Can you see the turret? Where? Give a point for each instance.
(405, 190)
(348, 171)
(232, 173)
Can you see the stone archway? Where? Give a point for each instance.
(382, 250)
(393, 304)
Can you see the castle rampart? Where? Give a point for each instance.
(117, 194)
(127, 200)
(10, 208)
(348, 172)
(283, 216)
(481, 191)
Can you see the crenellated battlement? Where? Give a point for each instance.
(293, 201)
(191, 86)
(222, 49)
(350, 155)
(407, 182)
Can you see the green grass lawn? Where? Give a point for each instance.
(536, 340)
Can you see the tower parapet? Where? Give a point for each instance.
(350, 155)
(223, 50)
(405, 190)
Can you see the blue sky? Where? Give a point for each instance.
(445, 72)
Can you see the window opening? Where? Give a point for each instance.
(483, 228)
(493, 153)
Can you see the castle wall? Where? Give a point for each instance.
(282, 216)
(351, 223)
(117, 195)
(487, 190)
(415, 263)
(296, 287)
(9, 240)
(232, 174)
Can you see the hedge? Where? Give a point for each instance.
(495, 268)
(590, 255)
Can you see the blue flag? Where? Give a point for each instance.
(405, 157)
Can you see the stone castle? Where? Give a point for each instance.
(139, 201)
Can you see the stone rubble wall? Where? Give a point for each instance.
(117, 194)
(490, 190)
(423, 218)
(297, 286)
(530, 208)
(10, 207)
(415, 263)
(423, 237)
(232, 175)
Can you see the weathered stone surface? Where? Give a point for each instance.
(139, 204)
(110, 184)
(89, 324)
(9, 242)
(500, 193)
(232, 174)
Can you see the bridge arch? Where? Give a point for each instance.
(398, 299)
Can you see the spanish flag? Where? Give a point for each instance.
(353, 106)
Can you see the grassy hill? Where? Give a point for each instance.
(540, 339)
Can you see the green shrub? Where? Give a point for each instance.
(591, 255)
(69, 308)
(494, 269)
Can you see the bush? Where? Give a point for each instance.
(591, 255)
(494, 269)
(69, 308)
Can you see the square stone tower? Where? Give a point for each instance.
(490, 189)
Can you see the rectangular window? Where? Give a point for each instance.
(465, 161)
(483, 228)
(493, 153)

(What you should do): All of the data shown above should be printed exactly as given.

(Output):
Can you see the turret? Where? Give a point for each instance.
(405, 190)
(348, 171)
(232, 173)
Can you see the stone archway? Where? Give a point for each instance.
(382, 250)
(393, 304)
Can you see the castle rampart? Where? Give a point for each instance.
(117, 194)
(127, 200)
(10, 208)
(348, 172)
(283, 216)
(481, 191)
Can you see the crenellated battlement? Where? Give a point for each instance.
(293, 201)
(191, 86)
(222, 49)
(350, 155)
(407, 182)
Can you see the green grass lawn? Where? Give a point for each instance.
(536, 340)
Can you see the tower parapet? Where? Give a point for each instance.
(350, 155)
(223, 50)
(405, 190)
Can you see the blue sky? Where? Give a point for each instance.
(445, 72)
Can you see the window opening? Where? Give a point for each instance.
(483, 228)
(493, 153)
Can you see the castle wall? Where? Give a point for each instance.
(282, 216)
(351, 223)
(117, 195)
(487, 190)
(415, 263)
(296, 287)
(9, 240)
(232, 174)
Can you see the hedge? Where? Give a point for each instance.
(495, 268)
(590, 255)
Can you see the blue flag? Where? Give a point for each instance.
(405, 157)
Can you see the stone castle? Where? Give a point for each instance.
(139, 201)
Can you see the stone rubble wall? Where? Give a point for each instance.
(117, 194)
(490, 190)
(423, 218)
(297, 286)
(530, 208)
(10, 207)
(415, 263)
(423, 237)
(232, 175)
Can you see the weathered stone surface? Where? Give a point for each instance.
(139, 204)
(110, 184)
(89, 324)
(9, 242)
(500, 193)
(232, 174)
Can you see the bridge arch? Where? Give a point for each instance.
(398, 299)
Can you see the spanish flag? Where? Give a point for each instance.
(353, 106)
Can you see the grassy hill? Where? Give a point for each instance.
(540, 339)
Can you see the green shrub? Where? Give a point for each instance.
(591, 255)
(69, 308)
(494, 269)
Can you see the bush? Where? Give a point for each instance.
(591, 255)
(494, 269)
(69, 308)
Can you see the square stone tower? Where? Give a point for each instance.
(490, 189)
Can you see the rectangular window? Where? Give a point for each instance.
(465, 161)
(483, 228)
(493, 153)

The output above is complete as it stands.